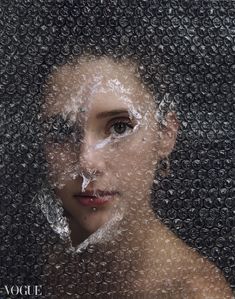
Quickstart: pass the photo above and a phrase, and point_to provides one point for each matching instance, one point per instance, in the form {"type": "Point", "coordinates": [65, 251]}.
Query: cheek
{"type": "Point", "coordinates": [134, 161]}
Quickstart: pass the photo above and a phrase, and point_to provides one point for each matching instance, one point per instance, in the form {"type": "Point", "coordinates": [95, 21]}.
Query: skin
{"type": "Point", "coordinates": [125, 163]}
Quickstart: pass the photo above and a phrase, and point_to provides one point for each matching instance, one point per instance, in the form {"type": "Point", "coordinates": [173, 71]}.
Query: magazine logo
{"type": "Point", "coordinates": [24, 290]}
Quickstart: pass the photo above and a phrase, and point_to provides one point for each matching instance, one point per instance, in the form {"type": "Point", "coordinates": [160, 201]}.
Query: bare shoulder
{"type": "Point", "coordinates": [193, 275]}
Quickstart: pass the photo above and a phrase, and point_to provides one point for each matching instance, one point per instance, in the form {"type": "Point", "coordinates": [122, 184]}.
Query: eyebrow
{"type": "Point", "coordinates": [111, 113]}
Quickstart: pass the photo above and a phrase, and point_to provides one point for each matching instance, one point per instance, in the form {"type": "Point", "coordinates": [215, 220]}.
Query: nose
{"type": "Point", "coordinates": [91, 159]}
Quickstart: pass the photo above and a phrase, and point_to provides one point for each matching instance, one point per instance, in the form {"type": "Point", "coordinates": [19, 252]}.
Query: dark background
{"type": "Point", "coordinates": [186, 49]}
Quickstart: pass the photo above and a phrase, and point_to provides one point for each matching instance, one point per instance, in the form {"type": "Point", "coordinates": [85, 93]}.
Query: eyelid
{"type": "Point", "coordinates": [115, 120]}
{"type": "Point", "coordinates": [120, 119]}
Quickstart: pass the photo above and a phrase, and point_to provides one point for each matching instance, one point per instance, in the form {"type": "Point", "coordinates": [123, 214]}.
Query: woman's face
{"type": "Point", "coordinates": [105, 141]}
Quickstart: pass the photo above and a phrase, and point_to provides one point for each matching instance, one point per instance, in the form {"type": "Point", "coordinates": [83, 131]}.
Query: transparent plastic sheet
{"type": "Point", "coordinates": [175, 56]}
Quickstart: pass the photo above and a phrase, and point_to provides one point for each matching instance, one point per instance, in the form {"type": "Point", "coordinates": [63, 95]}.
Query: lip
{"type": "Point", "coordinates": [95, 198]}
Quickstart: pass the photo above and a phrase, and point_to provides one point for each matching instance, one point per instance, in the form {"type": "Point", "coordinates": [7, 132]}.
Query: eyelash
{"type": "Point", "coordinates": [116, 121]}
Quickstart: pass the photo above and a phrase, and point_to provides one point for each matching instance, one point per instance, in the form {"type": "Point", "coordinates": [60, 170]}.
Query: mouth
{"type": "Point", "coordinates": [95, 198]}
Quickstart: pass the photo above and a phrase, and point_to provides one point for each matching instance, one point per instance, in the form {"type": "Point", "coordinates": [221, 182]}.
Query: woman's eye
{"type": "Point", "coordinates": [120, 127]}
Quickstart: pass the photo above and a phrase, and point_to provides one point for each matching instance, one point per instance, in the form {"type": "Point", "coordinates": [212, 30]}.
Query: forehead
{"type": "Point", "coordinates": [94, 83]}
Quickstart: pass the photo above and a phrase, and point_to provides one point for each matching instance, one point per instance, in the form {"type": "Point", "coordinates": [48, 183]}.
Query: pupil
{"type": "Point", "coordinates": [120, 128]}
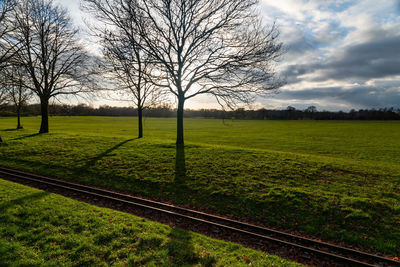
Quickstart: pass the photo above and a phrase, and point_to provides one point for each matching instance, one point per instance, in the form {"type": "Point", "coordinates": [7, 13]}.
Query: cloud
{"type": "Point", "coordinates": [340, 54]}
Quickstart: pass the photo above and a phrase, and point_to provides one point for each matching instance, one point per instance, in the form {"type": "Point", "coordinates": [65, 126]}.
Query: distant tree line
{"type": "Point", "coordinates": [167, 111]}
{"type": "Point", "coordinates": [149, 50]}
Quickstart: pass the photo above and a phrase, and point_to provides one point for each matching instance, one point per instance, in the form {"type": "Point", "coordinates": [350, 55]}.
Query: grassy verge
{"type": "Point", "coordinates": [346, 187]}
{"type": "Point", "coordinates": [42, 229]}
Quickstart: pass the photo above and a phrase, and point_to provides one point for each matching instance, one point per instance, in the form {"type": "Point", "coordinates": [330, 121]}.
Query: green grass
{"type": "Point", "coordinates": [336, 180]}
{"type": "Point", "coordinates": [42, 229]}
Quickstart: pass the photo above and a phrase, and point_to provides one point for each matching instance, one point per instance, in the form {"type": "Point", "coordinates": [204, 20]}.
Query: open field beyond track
=======
*Try it*
Your task is to restate every record word for word. Omit all pictures.

*Written response*
Quickstart: pass the photo above and a phrase, and point_to provides one point for each matching instance, one point per instance, in the form {"type": "Point", "coordinates": [65, 251]}.
Query: cheek
{"type": "Point", "coordinates": [134, 161]}
Quickstart: pass the photo above and a phrase, and point_to provides one point for each matching instance, one point per instance, in the form {"type": "Point", "coordinates": [95, 21]}.
Query: skin
{"type": "Point", "coordinates": [125, 163]}
Quickstart: pass the photo above and a phrase, and point_to provides one point for each matching instance, one point per instance, in the form {"type": "Point", "coordinates": [173, 71]}.
Query: magazine logo
{"type": "Point", "coordinates": [24, 290]}
Quickstart: pass the photo above and a phrase, and point_to provides one point for each matching instance, one point per instance, in the form {"type": "Point", "coordinates": [160, 201]}.
Query: bare shoulder
{"type": "Point", "coordinates": [193, 275]}
Quickstart: pass the photo above and a phrase, and point_to provides one point for each matching instance, one point per instance, in the form {"type": "Point", "coordinates": [122, 184]}.
Query: eyebrow
{"type": "Point", "coordinates": [111, 113]}
Quickstart: pass the photo above and a phrase, and point_to provides one point for each matching instance, one point per instance, in the form {"type": "Point", "coordinates": [215, 220]}.
Query: nose
{"type": "Point", "coordinates": [91, 159]}
Quickstart: pass the photo above and a phrase, and point_to provides one point for each matching instance, one point per instance, in the form {"type": "Point", "coordinates": [19, 252]}.
Query: dark background
{"type": "Point", "coordinates": [186, 49]}
Quickstart: pass the photo above and a phrase, and point_to provides one point for each matching instance, one point per instance, in the form {"type": "Point", "coordinates": [85, 93]}.
Query: eyelid
{"type": "Point", "coordinates": [115, 120]}
{"type": "Point", "coordinates": [120, 119]}
Quickstart: pass the photo above and a phrase, and point_to provides one point for each matching instance, one point per instance, in the form {"type": "Point", "coordinates": [123, 214]}.
Query: woman's face
{"type": "Point", "coordinates": [105, 141]}
Quickstart: pass the photo above and a phrase, and point_to provides one point for each matching instance, one point per instance, in the form {"type": "Point", "coordinates": [83, 131]}.
Query: transparent plastic sheet
{"type": "Point", "coordinates": [175, 56]}
Quickstart: pass the photo above and a phrase, and point_to provides one point for each matching instance, one point per instance, in the form {"type": "Point", "coordinates": [63, 95]}.
Query: lip
{"type": "Point", "coordinates": [95, 198]}
Quickstart: pass the photo above and a phrase, and point_to provides one point for each matching instance, one point per instance, in the form {"type": "Point", "coordinates": [7, 132]}.
Query: eyelash
{"type": "Point", "coordinates": [116, 121]}
Quickstart: pass the photo above and a phrase, and point_to provides one point for each matching instance, one point per instance, in the form {"type": "Point", "coordinates": [60, 170]}.
Query: mouth
{"type": "Point", "coordinates": [95, 198]}
Quickstart: pass the photo above and a phrase, and point_to provides one point for each matching instance, one point per instance, in the form {"type": "Point", "coordinates": [221, 182]}.
Query: woman's eye
{"type": "Point", "coordinates": [120, 127]}
Quickstart: pass the photo above and a phrase, and point_to provides one point for each matching instance, one point per instance, in the form {"type": "Point", "coordinates": [212, 30]}.
Query: forehead
{"type": "Point", "coordinates": [94, 83]}
Quickstart: pass the photo above and a phrase, and point_to provides one point for each matching instance, one point per instance, in the form {"type": "Point", "coordinates": [48, 183]}.
Query: pupil
{"type": "Point", "coordinates": [120, 128]}
Quickstart: pass the photo above and a phrase, and point_to provides one point for each matching instance, one point per instance, in the form {"type": "Point", "coordinates": [7, 13]}.
Query: cloud
{"type": "Point", "coordinates": [340, 54]}
Quickstart: pass the photo above and a phrase, and point_to provides one point for each matching instance, one point per instance, in the form {"type": "Point", "coordinates": [65, 126]}.
Query: distant tree line
{"type": "Point", "coordinates": [167, 111]}
{"type": "Point", "coordinates": [149, 50]}
Quickstart: pass the photo above and a phrase, and point_to provides one point for each matching instance, one point per instance, in the form {"type": "Point", "coordinates": [350, 55]}.
Query: grassy verge
{"type": "Point", "coordinates": [346, 187]}
{"type": "Point", "coordinates": [42, 229]}
Quickstart: pass the photo above and a phrase, and point_to provides one point for each matching instance, one point per instance, in the form {"type": "Point", "coordinates": [330, 121]}.
Query: green grass
{"type": "Point", "coordinates": [336, 180]}
{"type": "Point", "coordinates": [42, 229]}
Quickstart: pass the photo above and a phrase, and point_to provides one point for each matching instance, one point per instance, in the form {"type": "Point", "coordinates": [204, 20]}.
Query: open field beyond track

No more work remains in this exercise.